Natural-language object grounding data
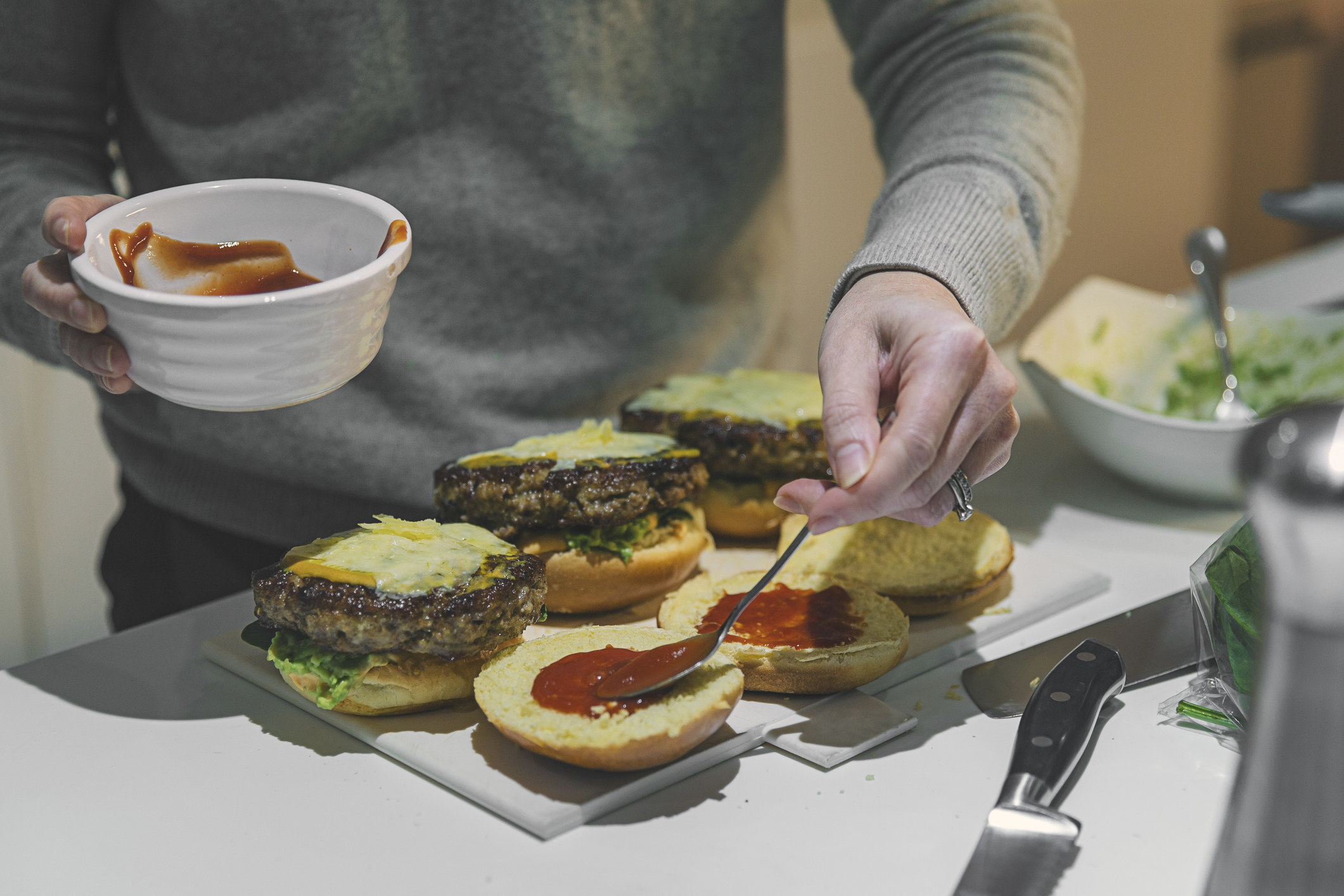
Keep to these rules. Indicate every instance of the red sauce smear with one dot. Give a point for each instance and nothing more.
(570, 682)
(395, 234)
(238, 267)
(783, 617)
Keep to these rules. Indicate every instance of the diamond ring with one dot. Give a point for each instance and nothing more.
(961, 494)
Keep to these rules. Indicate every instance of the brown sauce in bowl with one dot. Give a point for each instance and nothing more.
(238, 267)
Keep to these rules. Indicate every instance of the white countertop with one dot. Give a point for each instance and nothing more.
(135, 766)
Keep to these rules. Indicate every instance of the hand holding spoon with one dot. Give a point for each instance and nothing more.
(671, 663)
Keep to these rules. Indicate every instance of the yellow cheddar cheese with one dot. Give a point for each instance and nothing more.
(779, 398)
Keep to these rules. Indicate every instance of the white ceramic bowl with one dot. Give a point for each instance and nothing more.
(1179, 457)
(1175, 456)
(262, 351)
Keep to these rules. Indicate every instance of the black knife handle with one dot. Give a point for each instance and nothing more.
(1061, 714)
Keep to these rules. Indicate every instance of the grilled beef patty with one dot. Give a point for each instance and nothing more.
(731, 446)
(502, 599)
(511, 497)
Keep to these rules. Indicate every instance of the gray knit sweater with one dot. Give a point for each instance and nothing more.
(585, 177)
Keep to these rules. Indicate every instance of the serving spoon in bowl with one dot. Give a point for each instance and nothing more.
(670, 663)
(1206, 250)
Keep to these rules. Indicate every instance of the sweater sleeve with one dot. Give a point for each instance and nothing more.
(54, 99)
(978, 115)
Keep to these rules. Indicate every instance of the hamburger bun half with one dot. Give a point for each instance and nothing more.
(401, 682)
(741, 508)
(598, 580)
(650, 736)
(882, 643)
(926, 572)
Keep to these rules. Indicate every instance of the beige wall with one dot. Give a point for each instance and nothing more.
(57, 495)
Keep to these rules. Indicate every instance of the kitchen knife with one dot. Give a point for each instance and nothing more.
(1156, 640)
(1026, 844)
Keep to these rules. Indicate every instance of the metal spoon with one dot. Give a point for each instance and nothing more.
(1207, 252)
(671, 663)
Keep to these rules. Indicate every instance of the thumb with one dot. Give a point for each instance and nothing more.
(851, 386)
(63, 221)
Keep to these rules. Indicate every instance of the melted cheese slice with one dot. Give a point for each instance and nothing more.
(398, 556)
(779, 398)
(592, 441)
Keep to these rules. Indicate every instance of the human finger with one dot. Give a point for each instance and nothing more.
(985, 457)
(850, 367)
(94, 352)
(930, 391)
(49, 288)
(800, 495)
(983, 428)
(63, 219)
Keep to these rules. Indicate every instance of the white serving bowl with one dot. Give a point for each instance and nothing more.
(1175, 456)
(262, 351)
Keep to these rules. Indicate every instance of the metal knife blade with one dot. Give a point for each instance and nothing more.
(1026, 848)
(1026, 844)
(1156, 640)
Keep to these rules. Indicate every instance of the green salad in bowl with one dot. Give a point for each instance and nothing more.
(1134, 376)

• _YOUR ASSIGNMENT_: Write out only those lines that fall between the one containing "Keep to these rules. Indicate every instance of the metal spoon" and the end of the entries, the first and last included, exactly as they read.

• _YOUR SOLUTION_:
Keep to these rules. Indicate every instance of the metal spoon with one dot. Give a point for each instance and nothing more.
(1207, 252)
(671, 663)
Keep to these rules. Indicate every instance of the thumb with one dot. Give a point for each instance and nothing more.
(851, 386)
(63, 221)
Keep to these rules. Indicate every instance of the melted cheese slice with one dot. Give a point for each instance and nothing more.
(398, 556)
(779, 398)
(592, 441)
Keep to these rules. Indicate every instance of the human finger with one dot. Give a point for each instance and nothing more.
(985, 457)
(850, 367)
(94, 352)
(930, 391)
(49, 288)
(800, 495)
(983, 428)
(63, 219)
Keep to these rules. Indicate every instance of the white serving bowl with one dot. Give a point for each instance and nothing more.
(1175, 456)
(262, 351)
Keep to these rules. Indicate every instance of the metal knife blade with one dot. Give a point for each instance and nothing more.
(1026, 848)
(1026, 844)
(1156, 640)
Keep to these rules. Indicate every instance of the green salad in bowl with one dot. Give a point for each instance and nothing more.
(1134, 376)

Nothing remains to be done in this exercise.